TASK DETAILS
Repeat the material exactly, leaving nothing out.

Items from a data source

** Begin **

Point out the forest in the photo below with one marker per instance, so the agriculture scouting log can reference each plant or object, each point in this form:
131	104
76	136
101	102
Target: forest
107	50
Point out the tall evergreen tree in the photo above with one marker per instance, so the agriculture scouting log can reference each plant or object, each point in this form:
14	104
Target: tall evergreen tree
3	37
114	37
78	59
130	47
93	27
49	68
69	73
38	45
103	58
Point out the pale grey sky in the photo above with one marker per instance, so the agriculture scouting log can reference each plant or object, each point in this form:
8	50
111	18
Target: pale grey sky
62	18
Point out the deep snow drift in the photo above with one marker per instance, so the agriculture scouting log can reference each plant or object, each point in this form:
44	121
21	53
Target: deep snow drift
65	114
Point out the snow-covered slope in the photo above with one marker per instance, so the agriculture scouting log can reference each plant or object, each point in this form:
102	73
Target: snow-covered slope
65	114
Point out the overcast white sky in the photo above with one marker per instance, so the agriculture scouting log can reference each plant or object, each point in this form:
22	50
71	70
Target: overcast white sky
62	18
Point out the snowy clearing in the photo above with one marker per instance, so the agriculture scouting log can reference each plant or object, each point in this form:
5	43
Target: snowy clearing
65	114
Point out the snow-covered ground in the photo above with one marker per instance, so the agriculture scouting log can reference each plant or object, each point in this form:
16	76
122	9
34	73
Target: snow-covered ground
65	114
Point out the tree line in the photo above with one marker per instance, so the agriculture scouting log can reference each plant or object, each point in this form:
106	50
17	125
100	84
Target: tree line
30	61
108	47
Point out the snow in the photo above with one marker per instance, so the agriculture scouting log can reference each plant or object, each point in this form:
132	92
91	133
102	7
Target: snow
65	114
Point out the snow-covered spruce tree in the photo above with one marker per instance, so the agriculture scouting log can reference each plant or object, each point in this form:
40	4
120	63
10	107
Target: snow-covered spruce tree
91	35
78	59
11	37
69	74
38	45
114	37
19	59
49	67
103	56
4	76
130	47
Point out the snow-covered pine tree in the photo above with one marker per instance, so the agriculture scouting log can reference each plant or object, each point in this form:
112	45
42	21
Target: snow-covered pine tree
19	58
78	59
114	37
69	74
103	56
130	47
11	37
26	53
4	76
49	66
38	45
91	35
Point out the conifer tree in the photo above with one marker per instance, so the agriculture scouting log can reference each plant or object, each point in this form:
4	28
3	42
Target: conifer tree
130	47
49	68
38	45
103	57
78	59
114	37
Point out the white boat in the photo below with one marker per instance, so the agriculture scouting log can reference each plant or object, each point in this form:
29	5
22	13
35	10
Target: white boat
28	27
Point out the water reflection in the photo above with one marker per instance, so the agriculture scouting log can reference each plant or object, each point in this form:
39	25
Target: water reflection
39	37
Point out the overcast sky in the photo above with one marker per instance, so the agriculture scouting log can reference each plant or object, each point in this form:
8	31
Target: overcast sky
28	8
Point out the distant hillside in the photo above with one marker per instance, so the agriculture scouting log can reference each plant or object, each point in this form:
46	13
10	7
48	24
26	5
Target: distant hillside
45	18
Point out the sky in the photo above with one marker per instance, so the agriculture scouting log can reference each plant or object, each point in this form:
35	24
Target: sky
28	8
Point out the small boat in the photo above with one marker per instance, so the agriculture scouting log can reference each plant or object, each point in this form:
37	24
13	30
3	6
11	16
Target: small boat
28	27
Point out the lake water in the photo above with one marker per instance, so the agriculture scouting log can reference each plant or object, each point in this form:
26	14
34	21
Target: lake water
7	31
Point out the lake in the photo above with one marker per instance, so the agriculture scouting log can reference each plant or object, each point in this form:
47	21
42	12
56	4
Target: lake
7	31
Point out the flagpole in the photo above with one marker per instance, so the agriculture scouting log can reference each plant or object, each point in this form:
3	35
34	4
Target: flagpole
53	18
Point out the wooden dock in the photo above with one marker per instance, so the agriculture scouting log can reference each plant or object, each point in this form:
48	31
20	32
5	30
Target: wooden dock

** End **

SOLUTION
Point out the forest in the photo below with one marker per instance, so the agriculture scouting log can reference each plant or object, each point in this form:
131	104
76	136
101	102
Target: forest
107	50
Point out the tall evergreen tree in the photo above with one marker per instance, so the agriculture scouting log can reference each plant or object, each point in this form:
14	104
Target: tall evergreen tree
3	37
114	37
78	59
130	47
93	27
49	68
69	73
38	45
103	58
Point out the pale grey sky in the photo above with one marker per instance, so the agriculture scouting log can reference each plant or object, each point in this form:
8	50
111	18
Target: pale grey sky
62	18
Point out the deep snow drift in the photo above with one marker per instance, so the agriculture scouting log can reference each plant or object, each point in this form:
44	121
21	53
Target: deep snow drift
65	114
Point out the snow-covered slope in the photo above with one marker per instance, so the agriculture scouting log can reference each plant or object, each point in this form:
102	73
Target: snow-covered slope
65	114
Point out the overcast white sky in the photo above with one marker per instance, so the agriculture scouting log can reference each plant or object, each point in this form:
22	50
71	70
Target: overcast white sky
62	18
Point out the snowy clearing in the photo above with one marker per instance, so the agriculture scouting log can reference each plant or object, each point in this form:
5	43
Target: snowy clearing
65	114
Point out the snow-covered ground in the photo above with one marker per instance, so the agriculture scouting log can reference each plant or object, each point in this form:
16	76
122	9
34	73
Target: snow-covered ground
65	114
Point out the tree line in the photo above with one marker per instance, so the agriculture scouting log can reference each plant or object, each point in this form:
106	50
17	125
100	84
Target: tree line
30	61
108	47
Point out the snow in the photo above with one marker per instance, so the agriculture scouting log can reference each plant or object, each point in this form:
132	92
91	133
102	7
Target: snow
65	114
Point out the snow-covered spruce tree in the photo above with one marker per instance, so the agriculture scouting log can reference each plant or object, each point in this form:
40	4
120	63
10	107
Target: snow-covered spruce tree
91	35
78	59
11	37
69	74
38	45
114	37
19	59
49	67
103	56
4	76
130	47
Point out the snow-covered pine tree in the photo above with one marker per instance, so the agriculture scouting log can reference each plant or object, each point in this form:
112	45
42	21
Target: snow-covered pine tree
19	58
78	59
114	37
69	74
103	56
130	47
11	37
26	53
4	76
49	66
38	45
91	35
Point out the conifer tree in the photo above with one marker per instance, so the agriculture scouting log can reference each plant or object, each point in this form:
4	28
3	42
Target: conifer tree
130	47
49	68
38	45
103	57
78	59
114	37
Point out the white boat in the photo below with one marker per instance, so the agriculture scouting log can reference each plant or object, each point in this form:
29	5
22	13
35	10
Target: white boat
28	27
Point out the water reflection in the photo above with one marker per instance, so the agriculture scouting log can reference each plant or object, each point in this form:
39	25
Target: water reflection
39	37
Point out the overcast sky in the photo above with one marker per instance, so the agriculture scouting log can reference each plant or object, each point in this form:
8	31
Target: overcast sky
28	8
Point out the distant hillside in the photo above with one marker per instance, so the agriculture scouting log can reference each plant or object, each point in this form:
46	13
10	7
48	24
26	5
Target: distant hillside
45	18
Point out the sky in the photo above with one marker per instance, so the agriculture scouting log can reference each plant or object, each point in this form:
35	24
Target: sky
28	8
Point out the small boat in the photo above with one marker per instance, so the agriculture scouting log can reference each plant or object, each point in this form:
37	24
13	30
3	6
11	16
Target: small boat
28	27
Point out the lake water in the photo above with one marker per instance, so the agriculture scouting log can reference each plant or object, each point in this form:
26	14
34	21
Target: lake water
7	31
Point out the lake in the photo above with one marker per instance, so the agriculture scouting log can reference each plant or object, each point in this form:
47	21
42	12
56	4
Target: lake
7	31
Point out the flagpole in the photo above with one marker per instance, so the agriculture scouting log can reference each plant or object, each point in this form:
3	35
34	4
Target: flagpole
53	18
Point out the wooden dock in the photo above with one marker per instance, so the agriculture scouting log can reference each plant or object, each point in this form:
48	31
20	32
5	30
Target: wooden dock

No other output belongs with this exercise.